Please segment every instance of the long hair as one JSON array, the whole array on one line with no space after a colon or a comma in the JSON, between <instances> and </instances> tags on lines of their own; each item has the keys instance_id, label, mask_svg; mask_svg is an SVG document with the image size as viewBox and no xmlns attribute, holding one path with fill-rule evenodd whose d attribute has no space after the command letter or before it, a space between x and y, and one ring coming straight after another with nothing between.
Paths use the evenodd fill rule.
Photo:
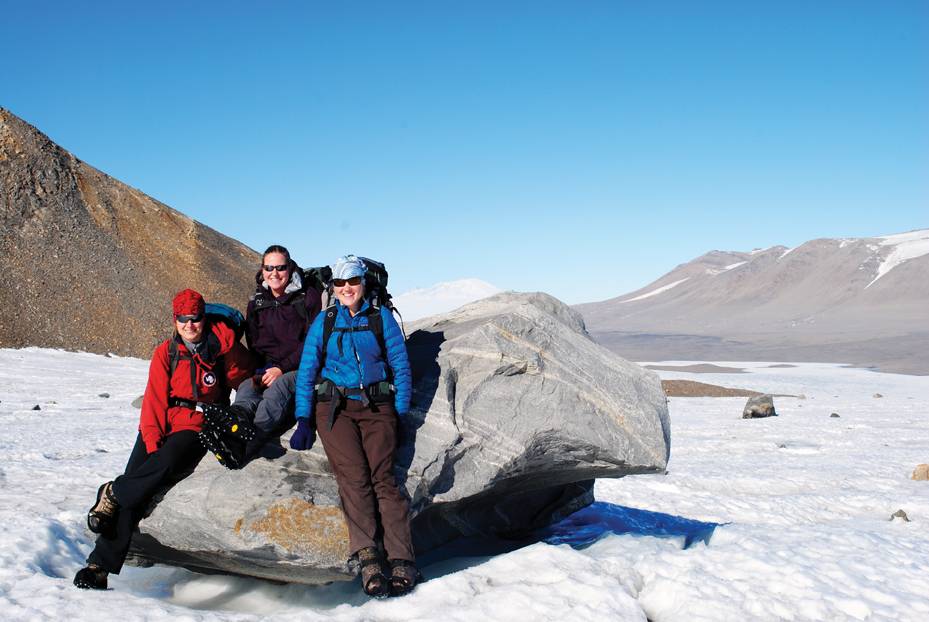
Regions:
<instances>
[{"instance_id":1,"label":"long hair","mask_svg":"<svg viewBox=\"0 0 929 622\"><path fill-rule=\"evenodd\" d=\"M265 252L262 253L261 255L261 262L264 263L265 257L270 255L271 253L280 253L281 255L284 256L284 259L286 260L285 263L287 263L288 266L290 265L290 251L287 250L285 247L281 246L280 244L272 244L271 246L266 248Z\"/></svg>"}]
</instances>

++++++++++++++++++++

Write the listing above out again word for word, excluding all images.

Please segment every instance of the long hair as one JSON array, the whole array on one line with no space after a colon or a comma in the JSON, between <instances> and </instances> tags on lines of their own; each item has the keys instance_id, label, mask_svg; mask_svg is an SVG document with the image size as viewBox and no xmlns attribute, holding one path with fill-rule evenodd whose d attribute has no space after the command letter or before it, a space between x and y, and one ring coming straight after another with nothing between.
Paths use the evenodd fill rule.
Photo:
Regions:
<instances>
[{"instance_id":1,"label":"long hair","mask_svg":"<svg viewBox=\"0 0 929 622\"><path fill-rule=\"evenodd\" d=\"M265 252L262 253L261 255L261 262L264 263L265 257L270 255L271 253L280 253L281 255L284 256L284 259L286 260L285 263L287 263L288 266L290 265L290 251L287 250L285 247L281 246L280 244L272 244L271 246L266 248Z\"/></svg>"}]
</instances>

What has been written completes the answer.